*Action item:* Would you print the records below without changing anything?

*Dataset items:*
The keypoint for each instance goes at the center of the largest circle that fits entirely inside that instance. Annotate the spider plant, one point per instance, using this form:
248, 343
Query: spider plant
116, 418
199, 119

*Task solution:*
The keypoint for each instance goes at the center of the largest circle that fits entirely inside that instance. Annotate the spider plant, one point per instance, using this form:
248, 343
Query: spider plant
116, 418
199, 119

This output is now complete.